== Quoted passage

Question Date: 2019-01-02
Answer 1:

Great question. Certainly, metabolic water is put to use. It's not as if organisms have plumbing systems to get rid of it. Water is water--the source is not important. It's interesting to note that some desert mammals rely almost exclusively on such water. In other words, they never have to actually drink water--they manufacture it.


Answer 2:

It may be helpful to remember that the water is made inside the cell. Whether it stays in the cell or goes into the surroundings (whether that’s extra-cellular fluid in multicellular organisms, or the environment in unicellular organisms) depends mostly on osmosis and transport mechanisms. For example, a plant’s roots depend on cellular respiration because they’re never exposed to light. So they’re making water. Excess water could be drawn up the plant’s vascular system and be used by other plant cells, or evaporate out of the stomata.

Terrestrial animals like us are usually losing a lot more water than we manufacture, but the idea is the same. Very active tissues may make more water than they need. If they have a circulatory system, the water will be transported near tissues that are losing water due to evaporation or other processes. Water can then diffuse into those cells via osmosis.

Cool trivia—Kangaroo rats can live on metabolic water and the occasional juicy root.

Thanks for asking. Your efforts to better understand biology will benefit many students.


Answer 3:

Yes - this is why you eat hard candy when in deserts, because the waste water goes into your metabolism. More generally, the chemical reactions of respiration take place in an aqueous environment, so the water just becomes part of the solvent.


Answer 4:

The water would go into the water cycle, mostly as water vapor in our out-breaths and liquid in our urine, with some in sweat and poop. There, it would join all the other water and water vapor and go into the water cycle. The picture is from noaa.gov water cycle

Answer 5:

As far as I can tell from the research I did, any water that the cell doesn’t need that is produced from aerobic respiration is expelled.

In the case of animals the water diffuses into the blood stream and excreted as water vapor in our breathes, perspiration, or urine. In the case of plants, the water is released through the stomata. Although the water is considered “waste,” it still has a purpose. For example, perspiration allows us to cool down, and the water that is released from plant’s stomata helps the plant suck up more water-soluble nutrients from the ground in a process called transpiration.

However, I am not a biologist. This is just what I gathered and concluded from various sources, so there may be details which a scientist who specializes in these topics would be able to cover better. Still, I hope I was able to help somewhat.

====
== Provided material

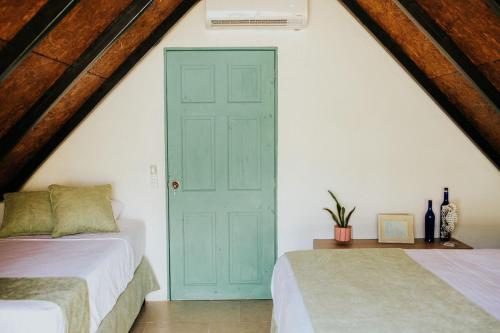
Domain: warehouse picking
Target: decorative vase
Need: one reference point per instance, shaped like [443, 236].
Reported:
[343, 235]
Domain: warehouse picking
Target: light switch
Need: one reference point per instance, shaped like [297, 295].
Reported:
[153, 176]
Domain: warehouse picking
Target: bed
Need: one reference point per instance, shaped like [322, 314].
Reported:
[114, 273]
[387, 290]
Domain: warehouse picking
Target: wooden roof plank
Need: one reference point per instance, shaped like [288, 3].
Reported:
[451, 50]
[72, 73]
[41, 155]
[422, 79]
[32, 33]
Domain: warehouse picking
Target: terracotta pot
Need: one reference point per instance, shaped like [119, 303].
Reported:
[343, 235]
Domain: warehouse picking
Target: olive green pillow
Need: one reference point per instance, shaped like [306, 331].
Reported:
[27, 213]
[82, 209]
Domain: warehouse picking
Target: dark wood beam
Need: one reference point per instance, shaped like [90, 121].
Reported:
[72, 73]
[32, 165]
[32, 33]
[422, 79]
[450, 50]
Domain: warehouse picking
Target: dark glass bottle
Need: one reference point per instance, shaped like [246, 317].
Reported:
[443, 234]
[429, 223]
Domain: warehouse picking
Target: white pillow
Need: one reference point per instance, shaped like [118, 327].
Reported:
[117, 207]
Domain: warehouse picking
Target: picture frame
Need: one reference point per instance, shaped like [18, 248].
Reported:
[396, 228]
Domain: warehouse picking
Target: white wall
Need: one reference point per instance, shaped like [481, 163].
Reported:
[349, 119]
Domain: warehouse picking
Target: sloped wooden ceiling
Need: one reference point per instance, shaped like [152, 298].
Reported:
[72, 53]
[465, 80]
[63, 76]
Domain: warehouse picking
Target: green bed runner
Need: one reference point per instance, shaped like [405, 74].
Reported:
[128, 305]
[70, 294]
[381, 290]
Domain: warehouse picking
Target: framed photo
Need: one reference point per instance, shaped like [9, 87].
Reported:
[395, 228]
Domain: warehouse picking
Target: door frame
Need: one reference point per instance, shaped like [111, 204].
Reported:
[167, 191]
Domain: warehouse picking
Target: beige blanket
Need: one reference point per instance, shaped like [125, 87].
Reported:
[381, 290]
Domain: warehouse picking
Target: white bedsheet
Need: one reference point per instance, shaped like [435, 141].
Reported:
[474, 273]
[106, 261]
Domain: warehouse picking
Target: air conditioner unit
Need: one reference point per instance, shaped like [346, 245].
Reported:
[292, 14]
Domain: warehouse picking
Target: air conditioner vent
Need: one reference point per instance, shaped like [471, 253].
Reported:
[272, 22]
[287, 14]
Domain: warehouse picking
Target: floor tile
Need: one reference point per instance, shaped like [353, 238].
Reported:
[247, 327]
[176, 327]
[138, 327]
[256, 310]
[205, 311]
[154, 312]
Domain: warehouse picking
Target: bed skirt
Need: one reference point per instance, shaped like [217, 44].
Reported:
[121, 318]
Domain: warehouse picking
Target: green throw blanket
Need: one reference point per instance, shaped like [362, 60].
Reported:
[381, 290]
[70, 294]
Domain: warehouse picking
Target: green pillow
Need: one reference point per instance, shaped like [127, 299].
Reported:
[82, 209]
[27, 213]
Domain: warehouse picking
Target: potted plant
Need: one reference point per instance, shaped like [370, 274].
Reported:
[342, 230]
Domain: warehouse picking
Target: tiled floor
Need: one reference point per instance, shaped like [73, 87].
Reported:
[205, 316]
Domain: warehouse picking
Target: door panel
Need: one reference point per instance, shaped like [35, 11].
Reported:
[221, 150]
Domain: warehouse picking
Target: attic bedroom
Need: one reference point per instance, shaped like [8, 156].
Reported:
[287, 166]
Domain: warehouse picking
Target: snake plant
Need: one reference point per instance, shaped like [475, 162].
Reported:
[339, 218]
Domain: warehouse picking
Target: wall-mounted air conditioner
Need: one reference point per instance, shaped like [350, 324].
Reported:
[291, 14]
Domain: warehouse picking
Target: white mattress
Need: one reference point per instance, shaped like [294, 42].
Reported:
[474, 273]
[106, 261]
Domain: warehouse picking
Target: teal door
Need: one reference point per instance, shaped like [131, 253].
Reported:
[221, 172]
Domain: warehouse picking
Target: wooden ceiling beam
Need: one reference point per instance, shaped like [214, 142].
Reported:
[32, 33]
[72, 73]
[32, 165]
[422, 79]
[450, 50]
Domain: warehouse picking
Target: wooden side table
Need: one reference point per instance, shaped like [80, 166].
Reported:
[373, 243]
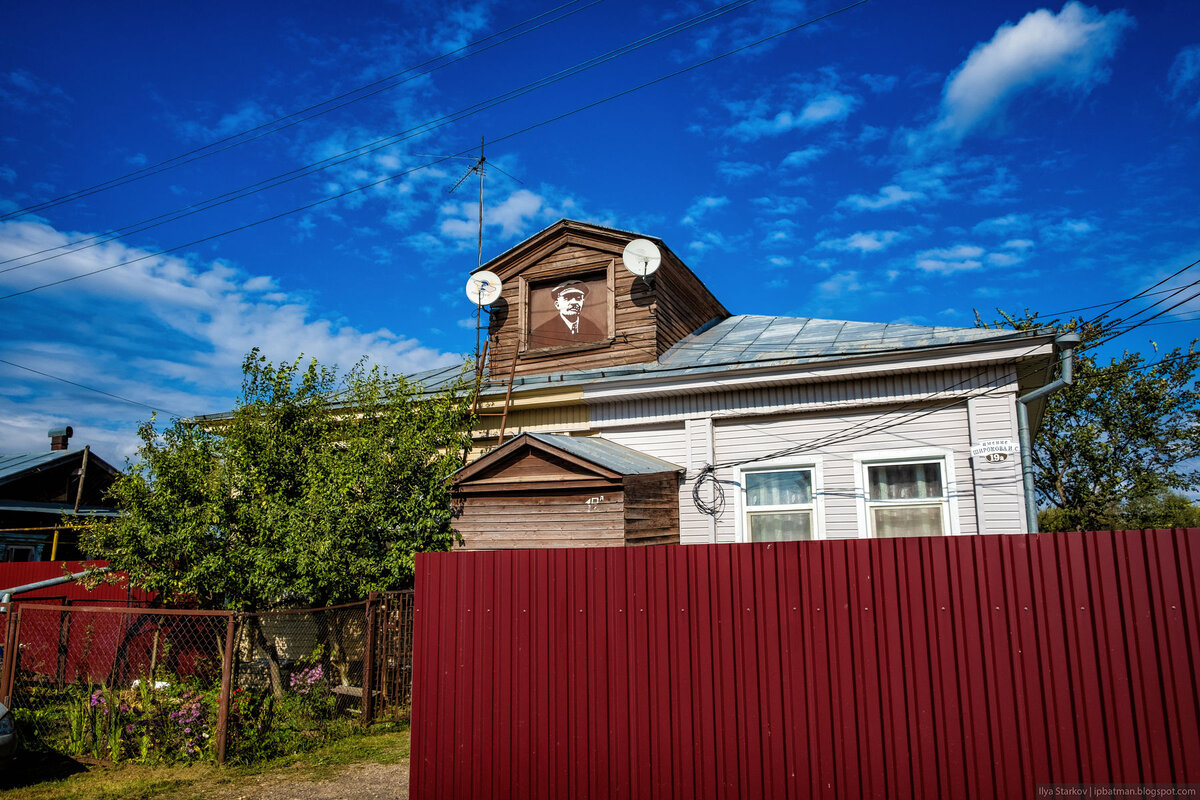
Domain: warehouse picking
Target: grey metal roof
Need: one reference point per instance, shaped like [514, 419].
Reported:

====
== Provided material

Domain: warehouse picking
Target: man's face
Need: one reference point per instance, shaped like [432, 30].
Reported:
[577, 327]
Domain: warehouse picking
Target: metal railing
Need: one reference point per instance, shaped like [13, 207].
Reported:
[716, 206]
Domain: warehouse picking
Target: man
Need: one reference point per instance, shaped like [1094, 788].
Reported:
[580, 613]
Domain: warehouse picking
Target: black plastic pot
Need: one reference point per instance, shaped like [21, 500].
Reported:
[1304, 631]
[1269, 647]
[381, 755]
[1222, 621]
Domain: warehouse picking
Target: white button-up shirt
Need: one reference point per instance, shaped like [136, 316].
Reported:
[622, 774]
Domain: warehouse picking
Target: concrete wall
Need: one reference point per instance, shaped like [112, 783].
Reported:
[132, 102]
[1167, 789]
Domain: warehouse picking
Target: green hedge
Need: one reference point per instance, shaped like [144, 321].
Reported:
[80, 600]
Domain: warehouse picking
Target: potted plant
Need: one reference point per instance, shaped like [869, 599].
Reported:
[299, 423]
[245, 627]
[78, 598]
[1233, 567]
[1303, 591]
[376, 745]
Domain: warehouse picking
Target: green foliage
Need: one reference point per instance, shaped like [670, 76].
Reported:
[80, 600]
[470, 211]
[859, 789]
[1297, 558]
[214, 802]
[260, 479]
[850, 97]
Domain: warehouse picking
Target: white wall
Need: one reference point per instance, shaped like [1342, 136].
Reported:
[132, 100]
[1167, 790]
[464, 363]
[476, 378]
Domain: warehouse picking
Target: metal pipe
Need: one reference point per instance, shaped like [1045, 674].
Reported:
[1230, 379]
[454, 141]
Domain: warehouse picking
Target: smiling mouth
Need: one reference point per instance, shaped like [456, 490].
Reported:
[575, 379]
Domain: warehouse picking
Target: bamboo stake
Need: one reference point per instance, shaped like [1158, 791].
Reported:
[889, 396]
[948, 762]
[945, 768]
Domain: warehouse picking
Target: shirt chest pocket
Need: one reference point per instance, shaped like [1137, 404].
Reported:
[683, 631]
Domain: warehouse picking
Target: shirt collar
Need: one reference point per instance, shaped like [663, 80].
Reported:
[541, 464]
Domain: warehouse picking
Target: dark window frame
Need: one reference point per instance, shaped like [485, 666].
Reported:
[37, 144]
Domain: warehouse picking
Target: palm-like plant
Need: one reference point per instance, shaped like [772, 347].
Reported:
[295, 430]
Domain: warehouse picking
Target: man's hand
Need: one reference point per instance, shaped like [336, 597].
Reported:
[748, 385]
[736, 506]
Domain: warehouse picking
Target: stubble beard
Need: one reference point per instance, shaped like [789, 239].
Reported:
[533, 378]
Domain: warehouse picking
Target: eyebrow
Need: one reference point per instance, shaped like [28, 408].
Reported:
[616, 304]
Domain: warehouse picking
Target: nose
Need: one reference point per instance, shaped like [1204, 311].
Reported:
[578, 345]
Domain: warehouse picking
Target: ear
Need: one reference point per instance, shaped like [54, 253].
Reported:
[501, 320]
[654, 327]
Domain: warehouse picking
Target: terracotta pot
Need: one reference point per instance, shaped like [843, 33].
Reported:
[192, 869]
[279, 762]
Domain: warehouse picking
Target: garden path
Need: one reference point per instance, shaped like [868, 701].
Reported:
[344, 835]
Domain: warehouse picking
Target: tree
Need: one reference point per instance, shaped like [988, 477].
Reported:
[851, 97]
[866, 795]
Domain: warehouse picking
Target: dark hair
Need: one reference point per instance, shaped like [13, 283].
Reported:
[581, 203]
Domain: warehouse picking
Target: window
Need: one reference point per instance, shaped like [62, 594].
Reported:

====
== Provided material

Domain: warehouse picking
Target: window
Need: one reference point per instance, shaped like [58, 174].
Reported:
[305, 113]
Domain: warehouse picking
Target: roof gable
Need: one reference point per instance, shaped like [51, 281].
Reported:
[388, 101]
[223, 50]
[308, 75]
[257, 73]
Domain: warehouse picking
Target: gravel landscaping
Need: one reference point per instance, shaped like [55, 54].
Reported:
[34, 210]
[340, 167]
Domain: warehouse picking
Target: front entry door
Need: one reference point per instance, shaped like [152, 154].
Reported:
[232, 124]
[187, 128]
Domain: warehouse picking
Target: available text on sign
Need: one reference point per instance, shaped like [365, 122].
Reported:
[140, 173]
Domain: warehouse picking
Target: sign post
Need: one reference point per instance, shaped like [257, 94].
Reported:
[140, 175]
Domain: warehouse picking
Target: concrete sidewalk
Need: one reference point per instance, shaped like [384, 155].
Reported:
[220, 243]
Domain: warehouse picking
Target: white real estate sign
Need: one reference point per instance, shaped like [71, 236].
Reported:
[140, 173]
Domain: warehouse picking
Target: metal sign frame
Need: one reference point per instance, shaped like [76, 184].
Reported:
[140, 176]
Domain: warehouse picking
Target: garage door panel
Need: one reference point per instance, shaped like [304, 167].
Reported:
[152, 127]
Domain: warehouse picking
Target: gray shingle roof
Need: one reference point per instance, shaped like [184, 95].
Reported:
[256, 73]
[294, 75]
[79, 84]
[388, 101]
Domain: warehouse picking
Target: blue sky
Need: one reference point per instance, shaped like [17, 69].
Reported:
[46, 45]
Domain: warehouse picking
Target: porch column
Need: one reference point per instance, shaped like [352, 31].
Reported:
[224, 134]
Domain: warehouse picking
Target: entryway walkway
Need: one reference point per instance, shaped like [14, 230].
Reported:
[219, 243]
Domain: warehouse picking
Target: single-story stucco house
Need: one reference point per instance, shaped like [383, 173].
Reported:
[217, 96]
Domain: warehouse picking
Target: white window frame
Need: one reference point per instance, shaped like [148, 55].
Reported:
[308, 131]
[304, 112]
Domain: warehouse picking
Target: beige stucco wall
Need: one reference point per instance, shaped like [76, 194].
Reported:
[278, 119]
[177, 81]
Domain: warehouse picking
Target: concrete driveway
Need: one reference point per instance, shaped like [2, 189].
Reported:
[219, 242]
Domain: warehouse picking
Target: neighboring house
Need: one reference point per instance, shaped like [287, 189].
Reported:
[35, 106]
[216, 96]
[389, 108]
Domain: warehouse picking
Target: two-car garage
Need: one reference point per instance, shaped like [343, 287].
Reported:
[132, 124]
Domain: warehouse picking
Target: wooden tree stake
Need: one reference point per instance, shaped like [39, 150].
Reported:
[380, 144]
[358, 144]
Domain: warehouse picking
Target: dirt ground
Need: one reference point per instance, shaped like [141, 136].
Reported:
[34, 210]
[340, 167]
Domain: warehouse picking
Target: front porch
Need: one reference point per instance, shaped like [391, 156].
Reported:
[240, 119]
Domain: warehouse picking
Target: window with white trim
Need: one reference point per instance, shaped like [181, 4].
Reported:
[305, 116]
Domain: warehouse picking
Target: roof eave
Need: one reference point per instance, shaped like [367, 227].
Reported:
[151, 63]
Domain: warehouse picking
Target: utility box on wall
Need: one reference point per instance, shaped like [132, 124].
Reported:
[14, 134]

====

*What to work on*:
• a. In the answers about metabolic water, which animal can live on metabolic water and the occasional juicy root?
• b. Decide whether each statement agrees with the answers about metabolic water, giving yes or no plus the deciding words quoted from the text: (i) A plant's roots rely on cellular respiration because they never get light. (ii) Answer 4 says the water leaves the body mostly as sweat. (iii) The writer of Answer 5 is a biologist.
You can leave the lines aside, since they aren't needed here.

*Your responses*:
• a. Kangaroo rats.

• b.
(i) Yes: "a plant’s roots depend on cellular respiration because they’re never exposed to light."
(ii) No: "mostly as water vapor in our out-breaths and liquid in our urine, with some in sweat and poop."
(iii) No: "However, I am not a biologist."